───── TEXTE FOURNI ─────

Le livre de Jean-Didier Vincent a reçu en 2010 le prix Femina essai. Il sort aujourd’hui en édition de poche. Au même moment, les éditions Flammarion proposent une compilation de textes d’Elisée Reclus présentés par Christophe Brun. Elisée Reclus Les grands textes, Champs classiques, 504 pages, 12 euros. Christophe Brun est normalien et agrégé d’histoire.
Les deux ouvrages sont tellement complémentaires que le compte-rendu qui suit entremêlera ces deux livres. Précisons aussi que dans la compilation de textes, chaque thème retenu donne lieu à plusieurs extraits, tous introduits par quelques mots qui permettent de mieux les apprécier.
Le retour d’Elisée
Pourquoi parler d’Elisée Reclus aujourd’hui ? Quelle image a-t-on de lui ? Il faut reconnaître que si l’homme est souvent cité, on prend rarement le temps de développer son importance. Par exemple, dans le cadre des concours d’enseignement, les candidats doivent connaître l’histoire de l’histoire, mais aussi l’histoire de la géographie. Très souvent donc, on cite Elisée Reclus comme un point de départ, avant de passer à d’autres noms. Pourtant, à lire sa biographie, on s’aperçoit que le personnage est plus qu’un simple repère chronologique. Au contraire d’ailleurs, il est peut-être une référence pour de nombreuses questions aujourd’hui. A quoi dès lors attribuer cette mise à l’écart ? Peut-être à sa personnalité politique loin d’être synonyme de consensus. De plus, c’est un géographe avec un sens du verbe, de la formule et un lyrisme certain auquel on n’est plus forcément habitué aujourd’hui.

───── CONTENU DES DONNÉES ─────

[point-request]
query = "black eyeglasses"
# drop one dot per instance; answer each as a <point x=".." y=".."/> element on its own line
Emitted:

─────

DÉFI: Pouvez-vous recopier fidèlement le passage du texte sur Elisée Reclus qui s'ouvre sur les mots contenant « Les deux ouvrages » et se termine par « mieux les apprécier. » ?

RÉPONSE:
Les deux ouvrages sont tellement complémentaires que le compte-rendu qui suit entremêlera ces deux livres. Précisons aussi que dans la compilation de textes, chaque thème retenu donne lieu à plusieurs extraits, tous introduits par quelques mots qui permettent de mieux les apprécier.